◆ **GIVEN INFORMATION**:

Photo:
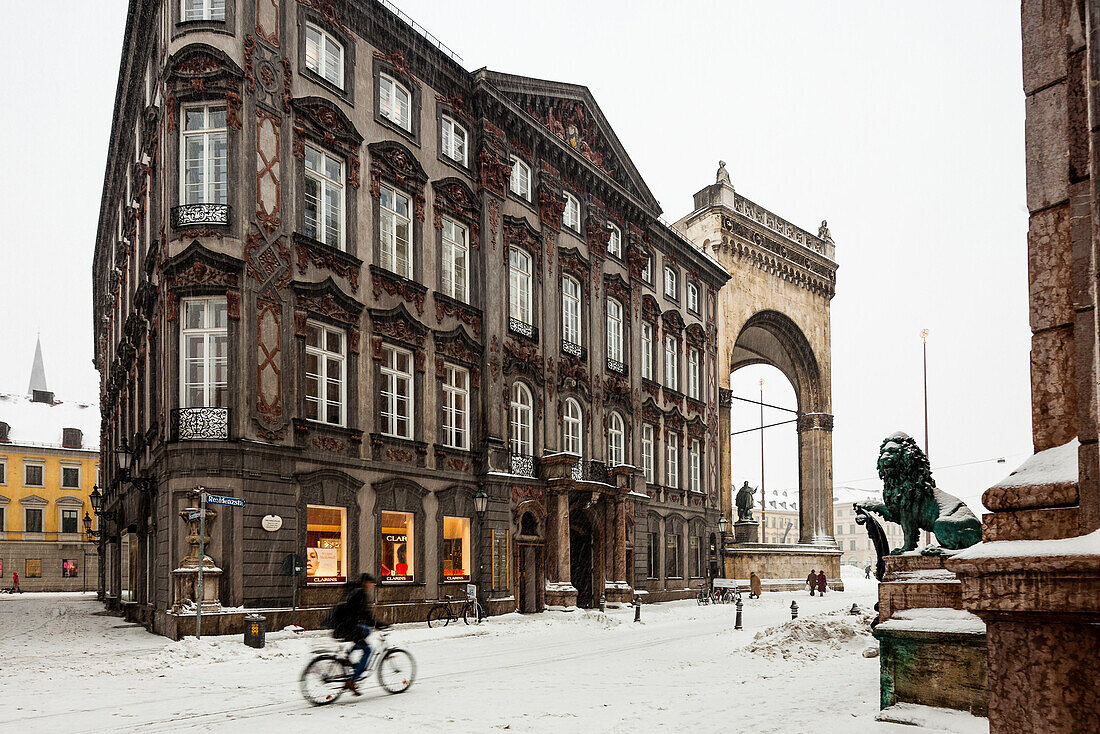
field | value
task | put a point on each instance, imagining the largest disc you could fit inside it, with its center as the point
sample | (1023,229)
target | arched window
(616,440)
(571,217)
(571,310)
(614,330)
(523,439)
(573,437)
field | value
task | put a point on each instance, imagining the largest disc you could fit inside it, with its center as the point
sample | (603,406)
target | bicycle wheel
(322,681)
(439,616)
(473,613)
(396,670)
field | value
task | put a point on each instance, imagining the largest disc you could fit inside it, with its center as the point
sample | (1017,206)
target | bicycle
(472,612)
(323,678)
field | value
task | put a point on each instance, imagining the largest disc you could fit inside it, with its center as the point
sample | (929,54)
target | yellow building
(48,466)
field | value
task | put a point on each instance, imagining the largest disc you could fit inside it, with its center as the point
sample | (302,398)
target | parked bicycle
(323,679)
(450,610)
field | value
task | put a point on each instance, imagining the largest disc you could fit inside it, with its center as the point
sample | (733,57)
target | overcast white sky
(901,123)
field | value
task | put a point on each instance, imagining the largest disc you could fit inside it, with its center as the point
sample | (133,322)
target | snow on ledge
(935,620)
(1082,545)
(1057,466)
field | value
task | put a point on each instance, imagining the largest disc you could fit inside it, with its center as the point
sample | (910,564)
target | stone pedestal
(932,653)
(746,530)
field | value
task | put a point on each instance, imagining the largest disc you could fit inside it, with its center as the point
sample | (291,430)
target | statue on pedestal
(745,503)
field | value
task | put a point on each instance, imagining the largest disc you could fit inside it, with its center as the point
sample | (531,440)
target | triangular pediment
(570,112)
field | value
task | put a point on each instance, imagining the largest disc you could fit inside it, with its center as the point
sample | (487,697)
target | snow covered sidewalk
(67,668)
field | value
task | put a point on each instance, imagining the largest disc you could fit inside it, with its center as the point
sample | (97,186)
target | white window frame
(201,10)
(572,428)
(520,284)
(212,192)
(388,99)
(209,335)
(571,216)
(615,241)
(323,354)
(523,419)
(615,330)
(519,181)
(326,45)
(325,186)
(455,239)
(571,308)
(695,460)
(672,460)
(79,478)
(671,283)
(450,135)
(455,407)
(671,362)
(648,456)
(391,254)
(647,350)
(616,440)
(389,393)
(694,359)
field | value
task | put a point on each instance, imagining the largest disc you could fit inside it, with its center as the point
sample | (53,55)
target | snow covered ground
(67,667)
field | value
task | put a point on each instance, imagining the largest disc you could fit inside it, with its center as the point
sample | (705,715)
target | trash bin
(254,631)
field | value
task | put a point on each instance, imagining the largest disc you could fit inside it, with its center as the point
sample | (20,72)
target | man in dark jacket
(354,622)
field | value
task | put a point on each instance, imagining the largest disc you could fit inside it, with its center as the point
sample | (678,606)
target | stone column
(815,479)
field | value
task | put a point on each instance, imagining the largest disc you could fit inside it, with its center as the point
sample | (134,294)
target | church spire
(37,370)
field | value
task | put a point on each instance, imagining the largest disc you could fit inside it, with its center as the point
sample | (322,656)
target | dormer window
(395,102)
(325,55)
(520,181)
(453,140)
(571,217)
(615,242)
(202,10)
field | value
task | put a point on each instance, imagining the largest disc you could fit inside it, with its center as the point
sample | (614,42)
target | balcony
(200,424)
(523,328)
(591,471)
(572,349)
(191,215)
(524,464)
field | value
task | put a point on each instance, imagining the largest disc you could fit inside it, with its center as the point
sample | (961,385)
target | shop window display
(455,548)
(326,545)
(397,535)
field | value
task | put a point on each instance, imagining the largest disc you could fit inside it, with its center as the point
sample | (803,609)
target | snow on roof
(42,424)
(1057,466)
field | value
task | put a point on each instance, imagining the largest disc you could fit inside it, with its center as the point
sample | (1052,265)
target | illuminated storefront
(397,535)
(326,545)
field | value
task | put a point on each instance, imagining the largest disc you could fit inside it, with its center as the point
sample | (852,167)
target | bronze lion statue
(911,499)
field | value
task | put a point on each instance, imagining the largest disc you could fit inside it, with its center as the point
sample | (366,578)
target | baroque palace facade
(365,291)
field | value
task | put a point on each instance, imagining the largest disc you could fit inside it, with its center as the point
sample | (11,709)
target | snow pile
(935,620)
(837,634)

◆ **WHAT THIS TASK INVOLVES**:
If a record holds a picture, skip the picture and write out everything else exactly.

◆ **SOLUTION**:
Photo:
field | value
task | put a point on each instance, imagining the largest disc you could fit inside it, with its center as the point
sample | (1023,229)
target | arched window
(616,440)
(571,217)
(571,310)
(614,330)
(523,439)
(573,437)
field | value
task | put a point on each instance, imagining the largest disc you could fit inside it, with its center as the point
sample | (603,406)
target | bicycle wheel
(322,681)
(439,616)
(473,613)
(396,670)
field | value
task | put a point on each instance, imagining the largest disc you could fit inside it, with its center as the point
sample | (1017,206)
target | bicycle
(472,612)
(323,678)
field | value
task | put a point on each instance, imagining the largest disc you could fit inside it, with its center as the point
sample | (929,54)
target | yellow building
(48,466)
field | value
task | put a point on each instance, imagining the largest disc you could fit inside it, with its center as the point
sample | (302,398)
target | parked bicycle
(323,679)
(450,610)
field | value
task | put a point on each instance, imagining the largest disc you could fit inside it, with its center as the point
sample | (733,57)
target | overcast white sky
(901,123)
field | value
task | put a point on each instance, imagining the largest disc you could fit inside it, with its center as the point
sample | (133,322)
target | snow on ledge
(935,620)
(1082,545)
(1057,466)
field | value
task | put a point on each instance, imagining the largest disc you could fit inside it, with its center as the point
sample | (910,564)
target | stone pedestal
(932,653)
(746,530)
field | value
task | put a point on each instance, imagining the largest disc you could fit inside it, with its center as the point
sample | (291,430)
target | statue on pedestal
(745,503)
field | value
task | put a point on each instance, imagining the largest disc you could fit inside it, with its center as the point
sample | (531,440)
target | triangular pediment
(570,112)
field | value
task | put a point on each instance, imagining the largest disc you could fit inside it, with its center as the point
sample | (487,697)
target | snow covered sidewalk
(67,668)
field | value
task | put a point on each instance, imagining the largest disc you could fit inside it, with its center as the point
sample | (97,186)
target | white window frame
(201,10)
(572,428)
(520,284)
(212,192)
(388,99)
(209,335)
(571,216)
(615,241)
(323,354)
(523,419)
(615,330)
(519,181)
(326,45)
(325,186)
(455,239)
(571,308)
(695,460)
(672,460)
(79,478)
(671,283)
(450,135)
(455,407)
(671,362)
(648,456)
(391,254)
(647,350)
(616,440)
(389,393)
(694,359)
field | value
task | put a point on each instance, imagining the largest disc you could fit inside it, with its center as the point
sample | (53,55)
target | snow covered ground
(67,667)
field | value
task | put a point on each instance, imagining the largest disc you could fit inside it, with its center as the point
sample | (705,715)
target | trash bin
(254,631)
field | value
task | put a point on each instance, imagining the largest disc you could fit inside it, with its center as the point
sample | (20,72)
target | man in dark jacket
(354,622)
field | value
task | put a point on each instance, imagining the largest disc you could fit inside it, with its center as the point
sample | (678,606)
target | stone column
(815,479)
field | value
task | put a point on each instance, imagining the largest disc you could fit inside it, with its center as the point
sample | (134,294)
target | church spire
(37,370)
field | value
task | put a point on each instance, imagining the largest disc you could fit inside it, with its center as the point
sample | (322,656)
target | dormer window
(395,102)
(325,55)
(520,181)
(453,140)
(571,217)
(615,242)
(202,10)
field | value
task | put a point on each instance, imagining the largest disc you could fit inside it, with its center as the point
sample | (614,42)
target | balcony
(200,424)
(523,328)
(591,471)
(572,349)
(191,215)
(524,464)
field | value
task | put a point on each instance, imagining the largest disc you could fit inside it, with its center as the point
sample | (961,385)
target | shop window display
(455,548)
(326,545)
(397,535)
field | value
task | put a point on each instance, imagining the largest disc you could fit inside it, with its center as the point
sample | (803,609)
target | snow on roof
(42,424)
(1057,466)
field | value
task | put a point on each instance, imagining the largest disc you could fit inside it, with its center as the point
sample | (1052,265)
target | illuminated storefront
(397,535)
(326,545)
field | value
task | put a point on each instance, imagining the largest disc you could fit inside it, with its center as the point
sample | (852,167)
target | bronze lion statue
(911,499)
field | value
task | put a point on each instance, imagining the largest disc you could fit inside it, with its center as the point
sample | (366,578)
target | baroque palace facade
(365,291)
field | value
task | put a point on each instance, imagining the largest disc you could fit inside it, with its center as the point
sample | (11,709)
target | snow pile
(935,620)
(837,634)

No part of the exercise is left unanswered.